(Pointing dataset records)
==================================================
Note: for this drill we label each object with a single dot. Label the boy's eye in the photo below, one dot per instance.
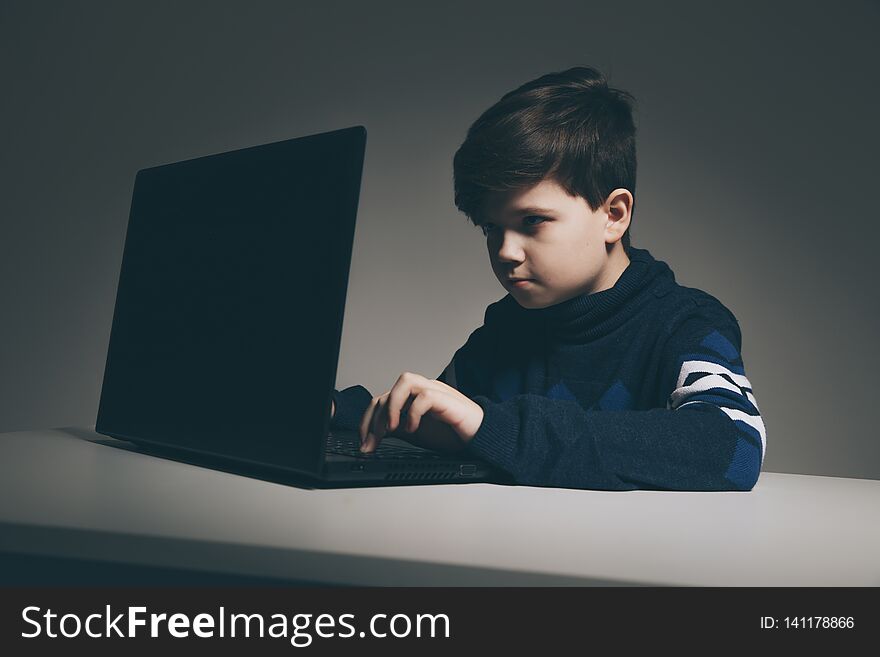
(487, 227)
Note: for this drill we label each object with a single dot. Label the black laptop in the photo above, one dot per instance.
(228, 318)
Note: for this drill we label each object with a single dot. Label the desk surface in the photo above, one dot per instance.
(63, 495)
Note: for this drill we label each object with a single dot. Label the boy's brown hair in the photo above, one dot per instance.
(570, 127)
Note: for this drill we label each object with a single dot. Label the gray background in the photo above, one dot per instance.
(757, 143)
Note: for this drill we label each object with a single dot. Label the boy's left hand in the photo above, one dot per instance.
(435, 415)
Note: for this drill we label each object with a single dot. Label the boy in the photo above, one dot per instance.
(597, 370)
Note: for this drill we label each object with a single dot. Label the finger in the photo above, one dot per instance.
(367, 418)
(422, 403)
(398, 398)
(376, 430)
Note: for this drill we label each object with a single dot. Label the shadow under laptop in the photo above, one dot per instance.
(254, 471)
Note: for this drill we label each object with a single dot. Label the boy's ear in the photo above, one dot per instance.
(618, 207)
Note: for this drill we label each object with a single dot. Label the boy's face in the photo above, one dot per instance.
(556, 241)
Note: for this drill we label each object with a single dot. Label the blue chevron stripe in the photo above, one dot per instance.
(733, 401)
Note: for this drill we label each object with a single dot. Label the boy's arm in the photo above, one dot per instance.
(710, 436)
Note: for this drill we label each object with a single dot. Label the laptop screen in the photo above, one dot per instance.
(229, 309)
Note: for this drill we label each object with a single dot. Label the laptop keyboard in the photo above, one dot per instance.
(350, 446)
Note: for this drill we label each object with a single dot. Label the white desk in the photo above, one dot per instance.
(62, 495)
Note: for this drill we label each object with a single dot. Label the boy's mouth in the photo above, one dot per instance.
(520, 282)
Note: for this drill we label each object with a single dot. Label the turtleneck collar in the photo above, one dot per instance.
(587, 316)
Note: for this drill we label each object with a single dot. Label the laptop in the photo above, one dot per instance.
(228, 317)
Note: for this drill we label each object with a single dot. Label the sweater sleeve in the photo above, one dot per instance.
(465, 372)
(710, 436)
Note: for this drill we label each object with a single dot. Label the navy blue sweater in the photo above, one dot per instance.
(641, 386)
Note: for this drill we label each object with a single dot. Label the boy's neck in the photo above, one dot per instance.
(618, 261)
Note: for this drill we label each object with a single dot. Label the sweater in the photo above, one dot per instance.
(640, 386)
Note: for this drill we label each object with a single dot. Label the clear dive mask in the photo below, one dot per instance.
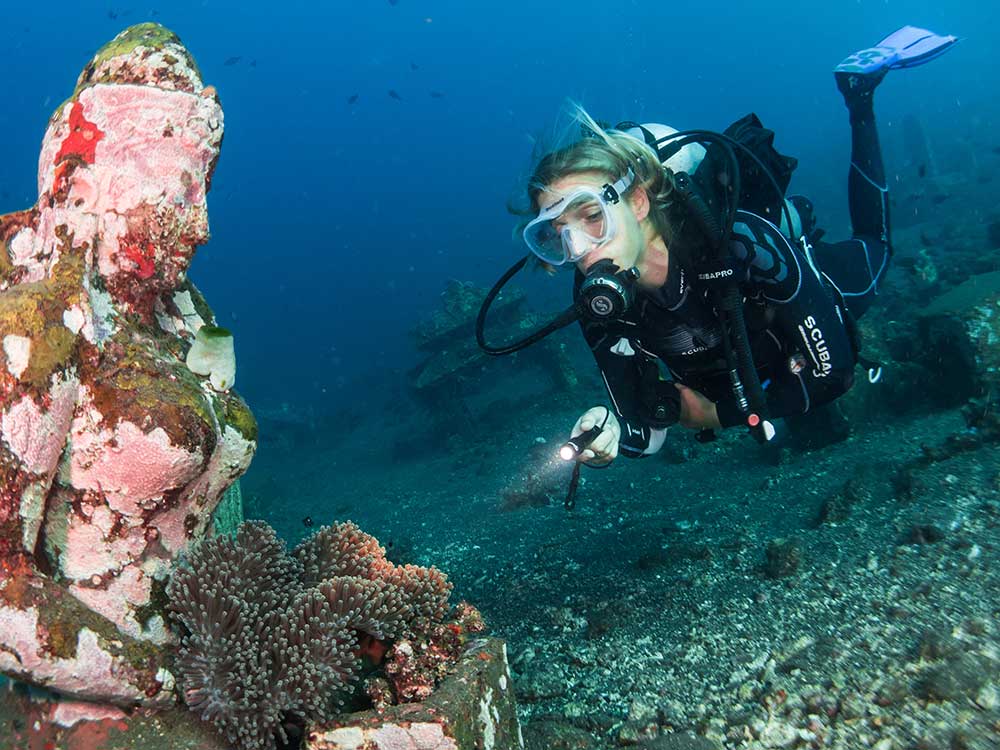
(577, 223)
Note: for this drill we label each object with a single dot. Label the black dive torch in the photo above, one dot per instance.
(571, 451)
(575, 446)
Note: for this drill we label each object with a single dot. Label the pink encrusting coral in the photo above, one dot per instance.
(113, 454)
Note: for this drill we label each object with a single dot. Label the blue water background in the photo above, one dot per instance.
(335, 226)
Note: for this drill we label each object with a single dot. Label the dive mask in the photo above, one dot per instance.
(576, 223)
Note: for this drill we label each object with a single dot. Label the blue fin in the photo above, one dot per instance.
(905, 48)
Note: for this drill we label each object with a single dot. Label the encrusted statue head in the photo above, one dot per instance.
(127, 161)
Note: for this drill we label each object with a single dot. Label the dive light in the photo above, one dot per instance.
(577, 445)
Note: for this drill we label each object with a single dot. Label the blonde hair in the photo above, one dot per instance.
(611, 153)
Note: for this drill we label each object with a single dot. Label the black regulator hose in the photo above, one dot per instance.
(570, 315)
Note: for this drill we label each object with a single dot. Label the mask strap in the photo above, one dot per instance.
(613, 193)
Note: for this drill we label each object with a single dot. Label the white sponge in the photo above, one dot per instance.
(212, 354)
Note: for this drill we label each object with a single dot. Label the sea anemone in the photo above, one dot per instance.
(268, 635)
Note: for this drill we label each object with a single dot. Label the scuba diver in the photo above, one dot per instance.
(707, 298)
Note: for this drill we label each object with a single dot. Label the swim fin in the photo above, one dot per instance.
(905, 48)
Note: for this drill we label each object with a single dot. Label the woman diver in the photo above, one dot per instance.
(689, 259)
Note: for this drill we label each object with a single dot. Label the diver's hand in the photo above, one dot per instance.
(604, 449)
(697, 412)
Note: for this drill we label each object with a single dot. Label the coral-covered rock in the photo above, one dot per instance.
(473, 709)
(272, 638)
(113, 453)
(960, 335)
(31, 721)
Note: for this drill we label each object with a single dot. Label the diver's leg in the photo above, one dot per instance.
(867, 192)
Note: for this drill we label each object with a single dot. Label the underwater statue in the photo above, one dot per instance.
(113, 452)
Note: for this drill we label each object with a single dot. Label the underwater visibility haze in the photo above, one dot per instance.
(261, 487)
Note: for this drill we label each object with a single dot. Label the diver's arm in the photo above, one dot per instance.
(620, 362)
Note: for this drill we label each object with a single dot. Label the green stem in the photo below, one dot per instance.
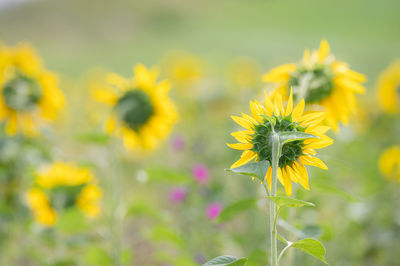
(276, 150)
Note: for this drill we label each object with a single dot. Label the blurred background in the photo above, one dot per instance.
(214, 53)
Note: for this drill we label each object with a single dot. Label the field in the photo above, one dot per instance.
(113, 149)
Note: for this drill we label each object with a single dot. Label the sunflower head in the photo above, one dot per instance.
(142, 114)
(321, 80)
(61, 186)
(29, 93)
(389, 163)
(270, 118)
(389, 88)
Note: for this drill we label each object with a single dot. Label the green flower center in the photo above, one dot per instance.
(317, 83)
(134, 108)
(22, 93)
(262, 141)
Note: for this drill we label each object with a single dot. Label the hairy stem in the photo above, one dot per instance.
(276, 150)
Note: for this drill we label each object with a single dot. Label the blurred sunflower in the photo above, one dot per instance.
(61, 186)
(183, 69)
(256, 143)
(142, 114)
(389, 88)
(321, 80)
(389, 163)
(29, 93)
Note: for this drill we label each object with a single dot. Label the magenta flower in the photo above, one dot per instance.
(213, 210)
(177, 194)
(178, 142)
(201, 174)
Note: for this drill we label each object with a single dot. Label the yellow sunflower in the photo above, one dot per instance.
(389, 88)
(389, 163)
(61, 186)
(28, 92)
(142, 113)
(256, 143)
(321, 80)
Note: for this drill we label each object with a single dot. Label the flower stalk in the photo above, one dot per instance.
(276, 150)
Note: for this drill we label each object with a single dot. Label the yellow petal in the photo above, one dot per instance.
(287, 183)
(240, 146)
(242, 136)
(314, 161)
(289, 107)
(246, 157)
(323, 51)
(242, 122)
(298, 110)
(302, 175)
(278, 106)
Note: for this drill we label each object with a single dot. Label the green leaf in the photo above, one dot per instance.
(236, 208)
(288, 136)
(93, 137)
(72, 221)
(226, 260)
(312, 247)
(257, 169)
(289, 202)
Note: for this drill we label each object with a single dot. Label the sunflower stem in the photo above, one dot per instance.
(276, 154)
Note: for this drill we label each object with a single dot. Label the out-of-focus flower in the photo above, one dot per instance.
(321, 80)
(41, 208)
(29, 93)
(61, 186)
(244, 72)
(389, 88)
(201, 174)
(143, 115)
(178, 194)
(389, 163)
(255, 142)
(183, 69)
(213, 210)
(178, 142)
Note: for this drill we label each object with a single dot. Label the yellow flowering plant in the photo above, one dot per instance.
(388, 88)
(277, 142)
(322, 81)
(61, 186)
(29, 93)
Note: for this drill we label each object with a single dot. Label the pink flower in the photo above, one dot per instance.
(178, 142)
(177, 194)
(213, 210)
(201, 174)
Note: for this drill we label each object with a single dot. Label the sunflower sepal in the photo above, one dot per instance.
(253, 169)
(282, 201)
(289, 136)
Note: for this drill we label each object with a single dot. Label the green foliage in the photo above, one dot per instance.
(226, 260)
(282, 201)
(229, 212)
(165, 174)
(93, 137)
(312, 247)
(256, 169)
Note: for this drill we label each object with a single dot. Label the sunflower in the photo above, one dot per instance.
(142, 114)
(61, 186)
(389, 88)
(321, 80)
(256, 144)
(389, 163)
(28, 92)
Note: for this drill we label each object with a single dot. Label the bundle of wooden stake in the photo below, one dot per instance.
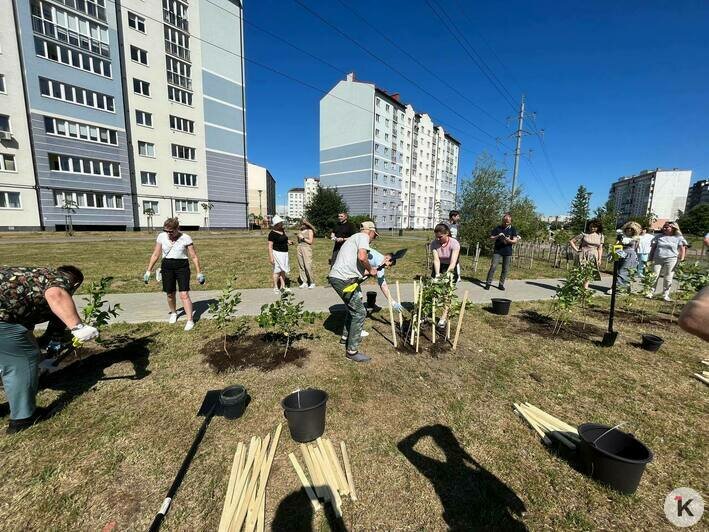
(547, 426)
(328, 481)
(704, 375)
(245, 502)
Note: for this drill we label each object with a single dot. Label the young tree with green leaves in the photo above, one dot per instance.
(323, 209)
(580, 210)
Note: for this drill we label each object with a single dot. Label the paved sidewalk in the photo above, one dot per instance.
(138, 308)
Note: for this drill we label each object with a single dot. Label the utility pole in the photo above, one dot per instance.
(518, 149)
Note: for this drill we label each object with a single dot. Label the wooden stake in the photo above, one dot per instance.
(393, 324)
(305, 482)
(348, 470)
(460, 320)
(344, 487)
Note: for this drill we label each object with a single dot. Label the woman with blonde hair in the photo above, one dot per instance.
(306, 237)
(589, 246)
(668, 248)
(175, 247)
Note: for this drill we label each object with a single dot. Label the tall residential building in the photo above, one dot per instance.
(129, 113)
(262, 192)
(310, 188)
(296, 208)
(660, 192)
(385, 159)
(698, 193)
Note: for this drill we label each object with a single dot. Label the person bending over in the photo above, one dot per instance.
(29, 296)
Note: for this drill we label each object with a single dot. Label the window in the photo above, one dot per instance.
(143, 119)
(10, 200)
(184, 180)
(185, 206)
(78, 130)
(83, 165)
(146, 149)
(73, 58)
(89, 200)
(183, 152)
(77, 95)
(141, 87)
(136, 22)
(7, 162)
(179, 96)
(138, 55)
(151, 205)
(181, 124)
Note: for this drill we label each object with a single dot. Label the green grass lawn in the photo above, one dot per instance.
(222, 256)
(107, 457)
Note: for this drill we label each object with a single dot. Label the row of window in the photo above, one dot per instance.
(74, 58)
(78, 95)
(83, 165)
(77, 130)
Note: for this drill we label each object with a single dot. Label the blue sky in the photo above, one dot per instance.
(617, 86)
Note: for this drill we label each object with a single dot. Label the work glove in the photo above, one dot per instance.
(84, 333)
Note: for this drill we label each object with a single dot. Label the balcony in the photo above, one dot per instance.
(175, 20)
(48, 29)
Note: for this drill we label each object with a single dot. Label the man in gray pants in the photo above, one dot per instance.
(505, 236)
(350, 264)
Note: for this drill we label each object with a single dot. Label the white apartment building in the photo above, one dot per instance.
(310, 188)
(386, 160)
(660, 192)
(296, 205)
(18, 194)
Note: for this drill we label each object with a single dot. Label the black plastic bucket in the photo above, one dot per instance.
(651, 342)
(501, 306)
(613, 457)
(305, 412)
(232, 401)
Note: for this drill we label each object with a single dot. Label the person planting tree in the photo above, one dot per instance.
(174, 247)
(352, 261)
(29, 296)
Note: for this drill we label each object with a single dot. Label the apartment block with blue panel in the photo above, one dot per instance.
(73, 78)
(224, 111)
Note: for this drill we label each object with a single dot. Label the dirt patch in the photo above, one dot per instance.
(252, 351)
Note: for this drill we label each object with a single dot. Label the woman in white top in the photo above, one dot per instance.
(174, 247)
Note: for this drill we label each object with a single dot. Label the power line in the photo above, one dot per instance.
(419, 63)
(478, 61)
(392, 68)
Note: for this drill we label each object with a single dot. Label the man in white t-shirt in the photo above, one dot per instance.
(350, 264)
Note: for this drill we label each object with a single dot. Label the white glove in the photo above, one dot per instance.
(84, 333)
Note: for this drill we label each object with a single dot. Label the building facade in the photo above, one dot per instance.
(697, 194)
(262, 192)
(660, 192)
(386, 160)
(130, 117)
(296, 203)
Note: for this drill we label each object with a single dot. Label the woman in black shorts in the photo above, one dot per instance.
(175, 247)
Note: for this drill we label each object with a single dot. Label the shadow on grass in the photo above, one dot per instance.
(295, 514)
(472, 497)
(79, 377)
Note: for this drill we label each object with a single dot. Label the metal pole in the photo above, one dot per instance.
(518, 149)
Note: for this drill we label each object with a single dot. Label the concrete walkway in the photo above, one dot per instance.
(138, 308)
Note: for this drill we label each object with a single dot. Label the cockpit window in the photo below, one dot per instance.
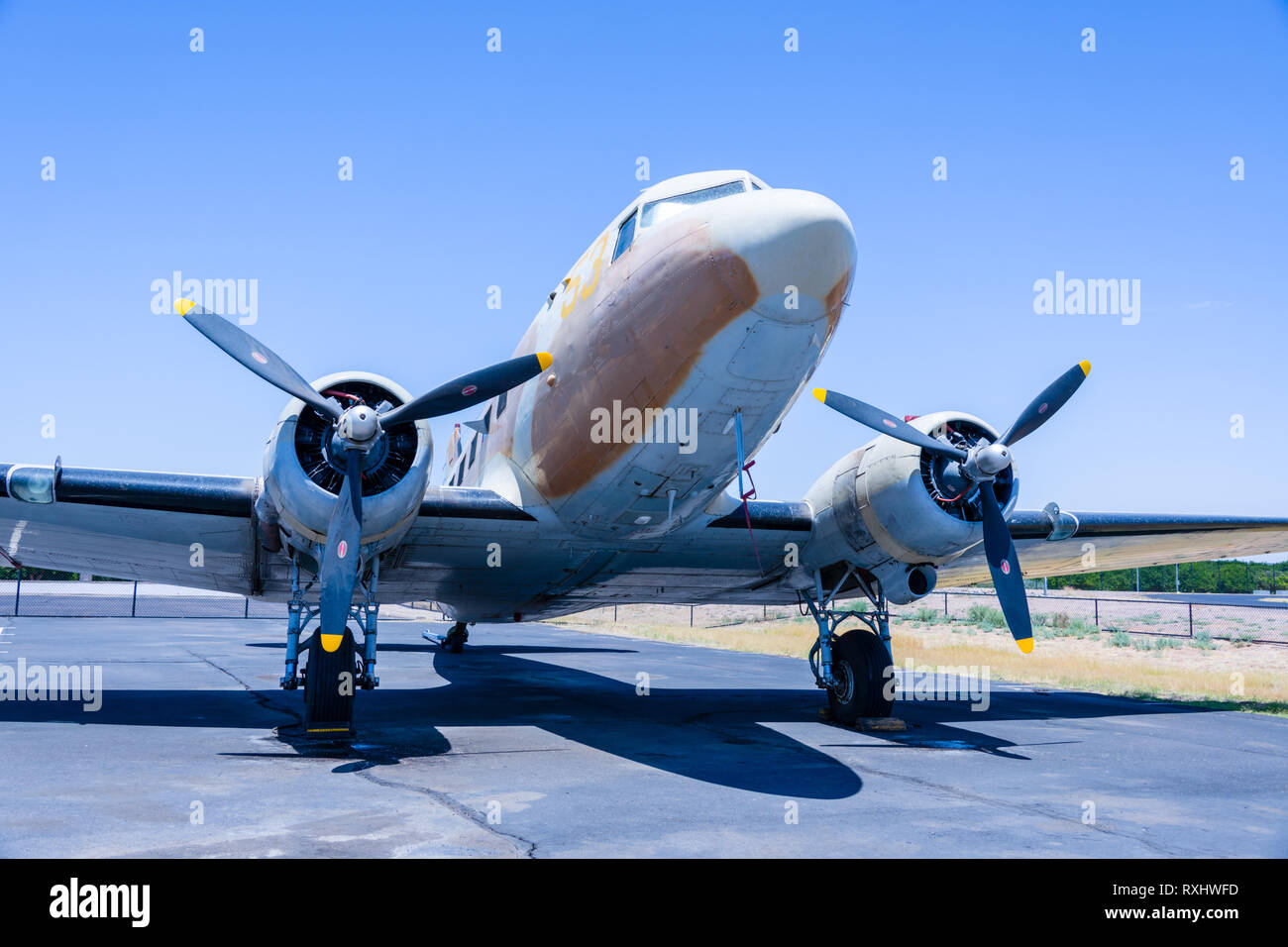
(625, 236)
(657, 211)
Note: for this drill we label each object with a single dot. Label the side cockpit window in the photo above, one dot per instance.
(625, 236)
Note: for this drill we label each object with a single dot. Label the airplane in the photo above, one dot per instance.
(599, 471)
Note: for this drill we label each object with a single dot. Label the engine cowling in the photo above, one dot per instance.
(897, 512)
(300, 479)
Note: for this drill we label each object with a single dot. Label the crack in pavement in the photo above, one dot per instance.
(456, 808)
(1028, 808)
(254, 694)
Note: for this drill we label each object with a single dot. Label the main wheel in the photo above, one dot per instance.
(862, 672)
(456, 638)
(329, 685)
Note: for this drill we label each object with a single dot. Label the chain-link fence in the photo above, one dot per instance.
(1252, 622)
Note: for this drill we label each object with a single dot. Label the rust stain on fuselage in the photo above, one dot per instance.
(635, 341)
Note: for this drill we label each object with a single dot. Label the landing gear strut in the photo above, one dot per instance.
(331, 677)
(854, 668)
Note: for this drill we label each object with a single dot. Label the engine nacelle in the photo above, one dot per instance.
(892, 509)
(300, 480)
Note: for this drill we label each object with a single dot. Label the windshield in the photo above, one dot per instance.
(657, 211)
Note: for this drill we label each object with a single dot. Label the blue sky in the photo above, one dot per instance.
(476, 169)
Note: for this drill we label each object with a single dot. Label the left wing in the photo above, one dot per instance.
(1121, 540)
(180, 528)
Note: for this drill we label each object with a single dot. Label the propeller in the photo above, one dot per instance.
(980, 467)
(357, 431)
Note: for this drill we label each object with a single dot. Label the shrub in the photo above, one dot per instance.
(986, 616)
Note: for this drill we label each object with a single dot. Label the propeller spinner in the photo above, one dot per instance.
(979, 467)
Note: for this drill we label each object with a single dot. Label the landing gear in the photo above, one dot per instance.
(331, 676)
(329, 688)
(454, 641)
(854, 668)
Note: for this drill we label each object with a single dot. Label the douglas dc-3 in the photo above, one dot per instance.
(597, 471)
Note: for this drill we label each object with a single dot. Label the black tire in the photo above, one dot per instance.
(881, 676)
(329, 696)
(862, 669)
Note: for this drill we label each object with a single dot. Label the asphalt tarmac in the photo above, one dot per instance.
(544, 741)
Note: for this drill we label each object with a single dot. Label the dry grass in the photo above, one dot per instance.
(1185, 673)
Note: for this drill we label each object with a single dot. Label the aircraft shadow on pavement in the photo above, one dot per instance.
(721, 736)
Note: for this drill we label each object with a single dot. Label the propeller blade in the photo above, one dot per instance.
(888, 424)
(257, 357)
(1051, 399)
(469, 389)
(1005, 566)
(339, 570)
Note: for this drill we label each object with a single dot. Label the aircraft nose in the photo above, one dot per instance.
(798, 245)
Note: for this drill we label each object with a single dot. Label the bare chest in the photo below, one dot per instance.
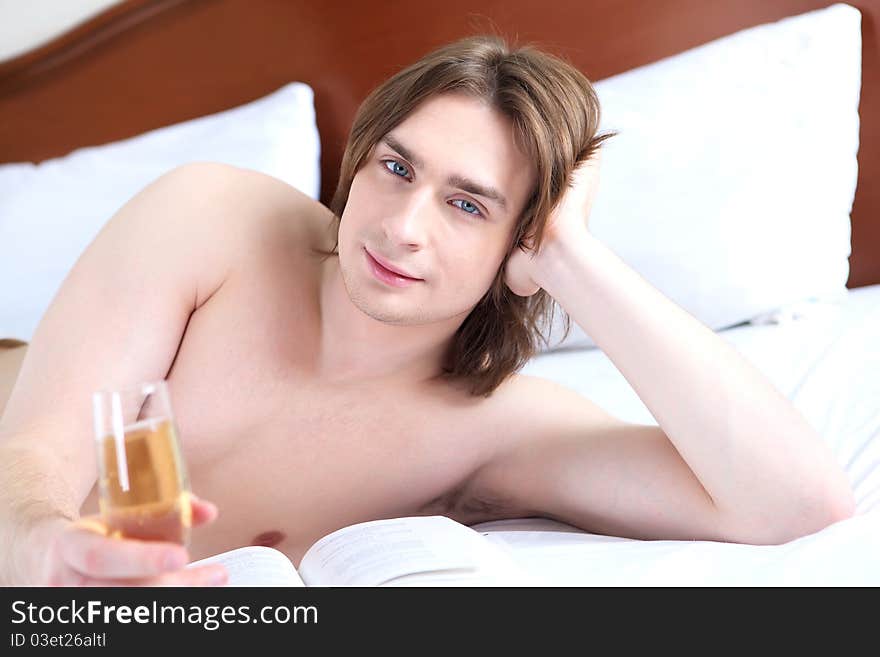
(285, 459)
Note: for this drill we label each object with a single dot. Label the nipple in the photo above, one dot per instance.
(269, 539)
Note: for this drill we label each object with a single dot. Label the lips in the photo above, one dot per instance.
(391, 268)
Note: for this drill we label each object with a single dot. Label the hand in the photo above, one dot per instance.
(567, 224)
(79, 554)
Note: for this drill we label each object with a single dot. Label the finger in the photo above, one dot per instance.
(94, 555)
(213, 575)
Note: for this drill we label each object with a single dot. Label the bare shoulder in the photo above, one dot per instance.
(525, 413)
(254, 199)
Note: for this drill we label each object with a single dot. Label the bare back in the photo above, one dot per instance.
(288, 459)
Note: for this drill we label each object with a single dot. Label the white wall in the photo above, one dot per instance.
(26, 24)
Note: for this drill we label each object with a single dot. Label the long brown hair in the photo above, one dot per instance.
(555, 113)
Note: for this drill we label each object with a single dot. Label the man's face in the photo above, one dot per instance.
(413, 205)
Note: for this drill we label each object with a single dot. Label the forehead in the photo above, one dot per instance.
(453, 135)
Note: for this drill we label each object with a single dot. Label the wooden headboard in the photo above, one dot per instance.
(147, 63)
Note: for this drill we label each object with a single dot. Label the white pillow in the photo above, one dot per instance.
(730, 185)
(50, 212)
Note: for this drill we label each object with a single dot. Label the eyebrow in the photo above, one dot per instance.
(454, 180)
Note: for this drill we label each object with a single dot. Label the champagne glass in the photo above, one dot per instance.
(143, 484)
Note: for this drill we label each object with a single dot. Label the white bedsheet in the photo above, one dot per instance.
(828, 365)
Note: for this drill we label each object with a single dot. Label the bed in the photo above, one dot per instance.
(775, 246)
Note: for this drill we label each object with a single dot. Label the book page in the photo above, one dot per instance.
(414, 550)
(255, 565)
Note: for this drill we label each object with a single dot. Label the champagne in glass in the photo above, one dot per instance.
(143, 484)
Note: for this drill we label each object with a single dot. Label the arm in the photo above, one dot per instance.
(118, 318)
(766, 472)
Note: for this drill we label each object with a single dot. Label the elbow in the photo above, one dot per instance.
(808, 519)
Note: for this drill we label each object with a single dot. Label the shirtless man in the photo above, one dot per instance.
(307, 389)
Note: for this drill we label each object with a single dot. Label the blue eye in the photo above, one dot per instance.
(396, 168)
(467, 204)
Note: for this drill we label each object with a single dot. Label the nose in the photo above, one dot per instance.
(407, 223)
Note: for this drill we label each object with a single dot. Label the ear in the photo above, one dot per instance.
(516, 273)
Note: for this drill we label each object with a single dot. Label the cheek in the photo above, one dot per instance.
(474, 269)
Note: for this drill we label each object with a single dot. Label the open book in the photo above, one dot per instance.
==================================================
Task details: Your task is to extract the lines running from the one with "Label the book" to the end of the material, inclusive, copying each exactly and adding nothing.

Answer to this exercise:
Note: for this drill we label each object with a single dot. Label the book page in the photo above, one dot per instance.
(414, 550)
(255, 565)
Note: for this drill we label each object with a single dot. Label the champagne in glass in the photo above, one dot per instance.
(143, 484)
Note: for this drill we label each object with a single dot. Label the arm in the photo above, one dot per instance.
(118, 318)
(766, 472)
Note: for this drill we label each object with a single dot. Label the elbow in the photo above, one dot per instance.
(808, 519)
Note: for this drill we label each object with a single dot. Label the shirtless man in the photo above, one dot per instance.
(307, 389)
Note: for this drill we label each object with a single dot. Label the blue eye in the photo above, one dot per instance.
(396, 168)
(467, 204)
Note: for this drill we label each object with a single dot. Label the nose in the photo above, one dot per instance.
(407, 223)
Note: for this drill we label each object with a single dot. Label the ear in the photo above, one dot per instance.
(516, 273)
Note: for this drill we label each object with a single dot. Label the cheek in the photo above, one dot per instance.
(474, 269)
Note: for this drill we label each object with a single dot. Label the open book in the photo above, one dot per instance.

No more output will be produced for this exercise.